● Instrucciones
1 > Reproduce el fragmento del texto sobre el metro que va de "Pero mi gusto" a "en la lectura.", con ambos extremos incluidos.
2 > Responde con base en el texto sobre el metro:
(a) ¿Cuántos años lleva quien escribe usando el metro?
(b) ¿Cuántos libros a la semana leía mientras iba a la Universidad?
(c) ¿Con qué dice que pueden conjurarse las interrupciones de los vendedores?
3 > Escribe la continuación del texto sobre el metro a partir de su última oración.

● Texto de lectura
☆ ☆ ☆ ☆ ☆
No recuerdo qué es lo que me gustaba del metro cuando era niño, pero no era el apretujamiento ni la cantidad de retrasos cuando hay muchos usuarios. He sufrido como cualquiera que pasen 10 minutos en una sola estación en los horarios más concurridos mientras lucho por no ser aplastado.

A pesar de ello, no concuerdo con quienes hablan del miedo al constante crimen dentro de sus instalaciones. En mis más de veinte años de usuario (más de la mitad de ellos en solitario) nunca me han asaltado ni he presenciado un robo dentro del vagón ni en sus pasillos.

No dudo de la presencia de carteristas dentro del metro que, aprovechándose de las multitudes, saquen el dinero a las personas. Es que no me ha tocado sufrirlos (lo que quizá se deba a mi aspecto andrajoso). En los paraderos de las estaciones del metro tampoco he sufrido asaltos (como sí, frecuentemente, en algunas líneas de autobuses suburbanos y citadinos).

Pero mi gusto por el metro no viene de su (relativa: cada quien habla de la feria por cómo le va en los caballitos) seguridad ni mucho menos de su confiabilidad (aunque nunca se detiene, sí que he vivido esas mañanas en la línea 9 en que resulta imposible llegar menos de una hora a destiempo a un lugar). Me gusta el metro porque, como no hay nada que hacer, resulta una maravillosa sala de lectura si uno cuenta con un asiento.

Mientras fui a la Universidad leía cuatro o cinco libros a la semana (hoy apenas si llego a uno o dos). Esto no sólo se debía a la disponibilidad de las obras, sino a las dos y pico horas diarias que pasaba en el metro.

He intentado hacer lo mismo en camiones y autobuses, pero aunque también puede leerse en ellos, no hay nada como el metro para estar a solas y concentrarse en la lectura.

Hablar de soledad en el metro puede parecer paradójico, pero en realidad en medio de tantas personas es cuando más solos nos encontramos. Es muy difícil concentrarse en una sola persona cuando viajamos en el metro; observar el paisaje (de lámparas blancas y azules en la oscuridad y de anuncios y multitudes en las estaciones) resulta absurdo… En el metro se vive un paradójico silencio retumbante que favorece la lectura.

Amo el metro porque, como no le interesas a nadie (salvo a los vendedores de golosinas e ideologías que son fáciles de ignorar en general) es perfecto para leer a gusto.

Cada tanto los gritos del promotor del Machetearte o el estruendo de los vendedores de discos con bocina integrada interrumpen la lectura, pero pueden ser conjurados mediante unos audífonos.
☆ ☆ ☆ ☆ ☆
● Datos proporcionados
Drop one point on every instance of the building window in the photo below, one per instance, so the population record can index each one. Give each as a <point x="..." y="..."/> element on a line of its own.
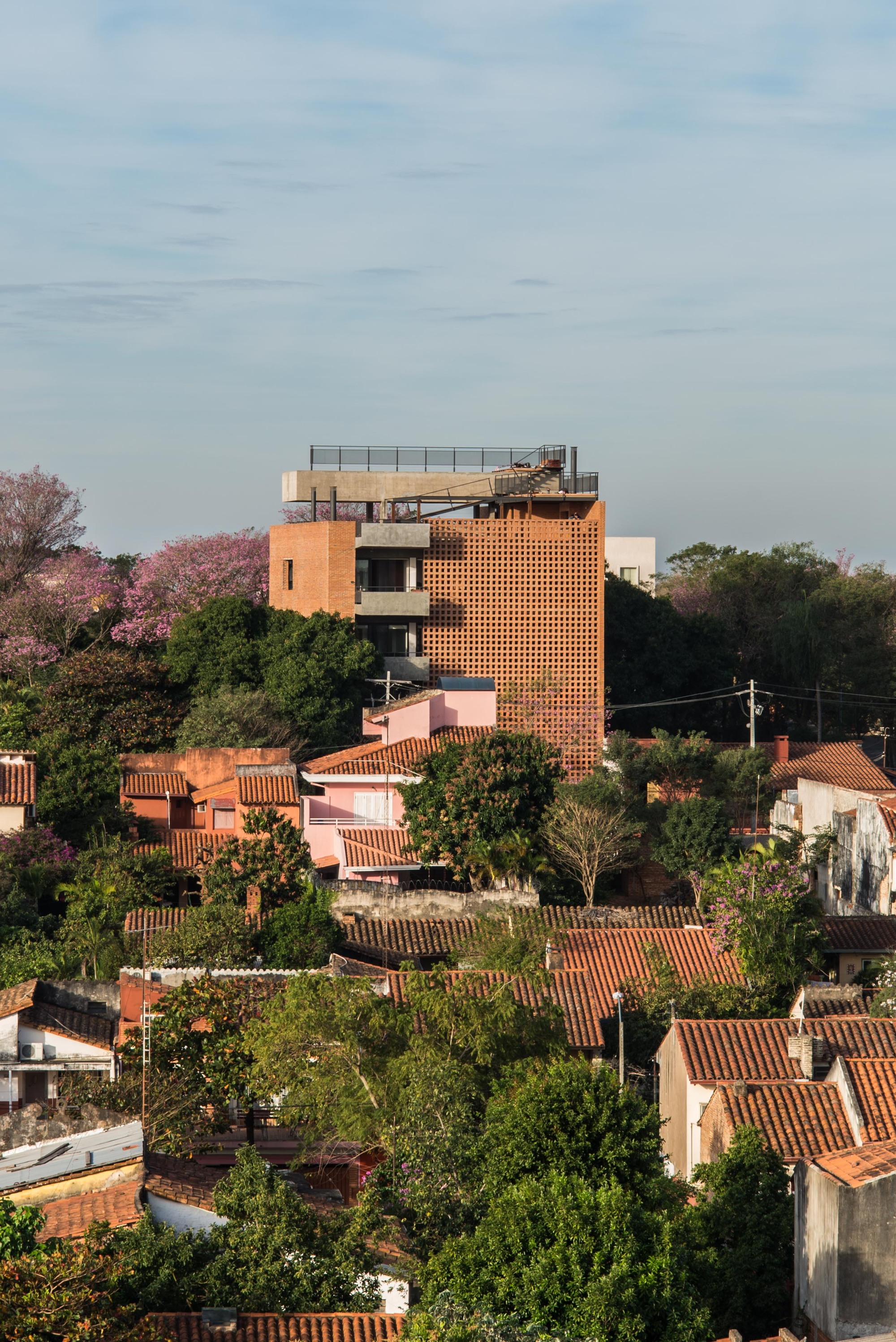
☆ ☆ ☆ ☆ ☆
● Respuestas
1 >
Pero mi gusto por el metro no viene de su (relativa: cada quien habla de la feria por cómo le va en los caballitos) seguridad ni mucho menos de su confiabilidad (aunque nunca se detiene, sí que he vivido esas mañanas en la línea 9 en que resulta imposible llegar menos de una hora a destiempo a un lugar). Me gusta el metro porque, como no hay nada que hacer, resulta una maravillosa sala de lectura si uno cuenta con un asiento.

Mientras fui a la Universidad leía cuatro o cinco libros a la semana (hoy apenas si llego a uno o dos). Esto no sólo se debía a la disponibilidad de las obras, sino a las dos y pico horas diarias que pasaba en el metro.

He intentado hacer lo mismo en camiones y autobuses, pero aunque también puede leerse en ellos, no hay nada como el metro para estar a solas y concentrarse en la lectura.

2 >
(a) Más de veinte años.
(b) Cuatro o cinco.
(c) Con unos audífonos.

3 >
Otra del metro es que, si vas acompañado, las pláticas en él suelen ser mucho más dinámicas que en el auto u otros transportes. El ya mentado silencio del metro así como la soledad que en él se vive se llevan bien con los trayectos en compañía.

En el caso de no llevar libro ni compañía, siempre queda escuchar música (desafortunadamente, por obvias razones, no radio)… o echarse una pestaña.

¿Quién no se ha quedado dormido en el metro y quién no ha pensado en las mañanas en esos trayectos de veinte minutos que pueden añadirse a las horas de sueño?

Si nos toca la mala suerte de ir de pie, definitivamente la posibilidad del sueño queda cancelada y la plática resulta un tanto menos disfrutable.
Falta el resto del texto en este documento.